PROBLEM REQUIREMENTS: Write out exactly what each line says, starting with the first line below and ending on the one with "positive clicks: (325, 41)".

Stored records
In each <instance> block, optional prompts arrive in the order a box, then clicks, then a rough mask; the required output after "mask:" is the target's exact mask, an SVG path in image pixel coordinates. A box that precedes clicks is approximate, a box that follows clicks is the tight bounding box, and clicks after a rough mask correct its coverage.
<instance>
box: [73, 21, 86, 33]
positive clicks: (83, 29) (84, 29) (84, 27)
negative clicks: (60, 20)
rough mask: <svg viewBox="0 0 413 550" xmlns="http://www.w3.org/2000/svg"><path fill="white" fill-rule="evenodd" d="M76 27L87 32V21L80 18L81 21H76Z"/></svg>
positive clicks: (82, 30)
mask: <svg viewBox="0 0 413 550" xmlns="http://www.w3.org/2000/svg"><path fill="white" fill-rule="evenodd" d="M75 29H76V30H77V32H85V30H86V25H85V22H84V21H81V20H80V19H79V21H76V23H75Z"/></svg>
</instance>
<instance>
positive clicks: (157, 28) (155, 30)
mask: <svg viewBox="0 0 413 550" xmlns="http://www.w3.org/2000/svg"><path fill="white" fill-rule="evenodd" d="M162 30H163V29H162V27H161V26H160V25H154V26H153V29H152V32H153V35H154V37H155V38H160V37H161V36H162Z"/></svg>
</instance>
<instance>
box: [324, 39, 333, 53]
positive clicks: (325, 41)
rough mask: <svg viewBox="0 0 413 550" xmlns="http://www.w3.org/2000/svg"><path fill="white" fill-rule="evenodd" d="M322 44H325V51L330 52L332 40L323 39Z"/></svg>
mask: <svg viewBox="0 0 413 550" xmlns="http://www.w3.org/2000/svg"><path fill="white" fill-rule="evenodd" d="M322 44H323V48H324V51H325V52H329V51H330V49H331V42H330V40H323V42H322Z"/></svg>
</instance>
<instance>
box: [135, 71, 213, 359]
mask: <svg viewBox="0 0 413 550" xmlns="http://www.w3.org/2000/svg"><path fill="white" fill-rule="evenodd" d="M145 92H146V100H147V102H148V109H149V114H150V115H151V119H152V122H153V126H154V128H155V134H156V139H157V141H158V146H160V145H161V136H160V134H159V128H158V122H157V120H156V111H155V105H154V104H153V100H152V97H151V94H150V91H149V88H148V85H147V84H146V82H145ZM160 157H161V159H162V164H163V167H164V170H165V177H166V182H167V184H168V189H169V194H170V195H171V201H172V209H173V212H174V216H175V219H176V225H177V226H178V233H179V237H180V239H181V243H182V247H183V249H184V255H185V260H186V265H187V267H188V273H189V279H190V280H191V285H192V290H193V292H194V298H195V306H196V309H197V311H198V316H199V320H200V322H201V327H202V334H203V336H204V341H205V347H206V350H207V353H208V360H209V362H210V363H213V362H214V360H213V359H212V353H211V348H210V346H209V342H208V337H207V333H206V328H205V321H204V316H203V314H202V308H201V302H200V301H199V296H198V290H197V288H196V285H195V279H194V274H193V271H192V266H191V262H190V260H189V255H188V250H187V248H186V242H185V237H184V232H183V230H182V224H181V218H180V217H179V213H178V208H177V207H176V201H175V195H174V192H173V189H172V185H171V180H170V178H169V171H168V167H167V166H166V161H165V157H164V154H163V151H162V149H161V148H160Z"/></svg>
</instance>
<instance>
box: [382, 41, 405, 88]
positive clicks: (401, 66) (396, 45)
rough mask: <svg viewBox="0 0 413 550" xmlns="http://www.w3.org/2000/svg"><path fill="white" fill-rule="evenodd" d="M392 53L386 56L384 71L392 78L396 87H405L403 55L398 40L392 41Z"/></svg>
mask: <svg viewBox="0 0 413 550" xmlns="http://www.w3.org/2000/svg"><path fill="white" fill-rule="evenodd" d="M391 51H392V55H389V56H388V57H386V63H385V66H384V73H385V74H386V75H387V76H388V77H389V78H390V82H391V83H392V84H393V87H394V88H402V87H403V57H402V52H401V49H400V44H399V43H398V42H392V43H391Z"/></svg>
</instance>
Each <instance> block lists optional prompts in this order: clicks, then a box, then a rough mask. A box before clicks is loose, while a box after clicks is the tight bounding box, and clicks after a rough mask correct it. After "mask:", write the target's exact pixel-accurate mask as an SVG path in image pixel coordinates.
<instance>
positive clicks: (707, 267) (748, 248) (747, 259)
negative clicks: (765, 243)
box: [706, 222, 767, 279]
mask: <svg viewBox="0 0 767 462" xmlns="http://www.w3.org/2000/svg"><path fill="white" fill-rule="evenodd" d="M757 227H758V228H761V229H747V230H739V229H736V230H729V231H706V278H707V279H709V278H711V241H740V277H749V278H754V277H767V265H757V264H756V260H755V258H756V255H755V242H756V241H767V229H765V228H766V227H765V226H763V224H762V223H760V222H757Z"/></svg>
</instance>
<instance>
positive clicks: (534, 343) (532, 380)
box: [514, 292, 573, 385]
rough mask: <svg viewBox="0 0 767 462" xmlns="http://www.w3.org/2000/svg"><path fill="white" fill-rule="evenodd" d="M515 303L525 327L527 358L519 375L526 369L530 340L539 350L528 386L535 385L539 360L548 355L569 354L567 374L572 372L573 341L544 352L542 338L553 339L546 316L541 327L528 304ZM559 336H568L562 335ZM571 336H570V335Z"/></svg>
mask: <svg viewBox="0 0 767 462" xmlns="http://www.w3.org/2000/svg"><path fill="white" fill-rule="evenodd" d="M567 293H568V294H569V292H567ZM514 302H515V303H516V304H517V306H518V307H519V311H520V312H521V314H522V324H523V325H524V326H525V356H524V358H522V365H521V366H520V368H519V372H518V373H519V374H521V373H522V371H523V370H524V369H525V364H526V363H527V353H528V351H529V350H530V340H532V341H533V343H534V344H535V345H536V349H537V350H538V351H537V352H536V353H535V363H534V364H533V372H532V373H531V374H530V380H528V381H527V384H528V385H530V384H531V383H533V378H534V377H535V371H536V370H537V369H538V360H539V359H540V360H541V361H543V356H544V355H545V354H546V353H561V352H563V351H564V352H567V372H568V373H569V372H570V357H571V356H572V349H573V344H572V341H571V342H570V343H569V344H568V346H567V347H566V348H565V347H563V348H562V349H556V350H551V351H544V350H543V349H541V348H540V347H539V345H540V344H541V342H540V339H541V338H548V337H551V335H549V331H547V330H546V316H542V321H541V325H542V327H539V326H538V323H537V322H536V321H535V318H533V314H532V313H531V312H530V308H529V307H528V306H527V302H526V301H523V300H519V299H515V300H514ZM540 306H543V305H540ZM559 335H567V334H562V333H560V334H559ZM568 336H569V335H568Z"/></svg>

REPLY:
In each <instance> block, optional prompts arrive in the order a box, then clicks, then a rough mask; the required output after "mask:" is the target's exact mask, an SVG path in image pixel coordinates. A box that precedes clicks is approximate, a box that follows clicks is the tight bounding box, and clicks after a rough mask correct its coverage.
<instance>
box: [73, 21, 86, 33]
positive clicks: (83, 29) (84, 29) (84, 27)
negative clicks: (60, 20)
rough mask: <svg viewBox="0 0 413 550" xmlns="http://www.w3.org/2000/svg"><path fill="white" fill-rule="evenodd" d="M76 27L87 32V21L80 18L81 21H76Z"/></svg>
positive clicks: (82, 30)
mask: <svg viewBox="0 0 413 550" xmlns="http://www.w3.org/2000/svg"><path fill="white" fill-rule="evenodd" d="M75 29H76V30H77V32H85V30H86V25H85V22H84V21H81V20H80V19H79V21H76V23H75Z"/></svg>
</instance>
<instance>
positive clicks: (157, 28) (155, 30)
mask: <svg viewBox="0 0 413 550" xmlns="http://www.w3.org/2000/svg"><path fill="white" fill-rule="evenodd" d="M162 30H163V29H162V27H161V26H160V25H154V26H153V29H152V32H153V35H154V37H155V38H160V37H161V36H162Z"/></svg>
</instance>
<instance>
box: [324, 39, 333, 53]
positive clicks: (325, 41)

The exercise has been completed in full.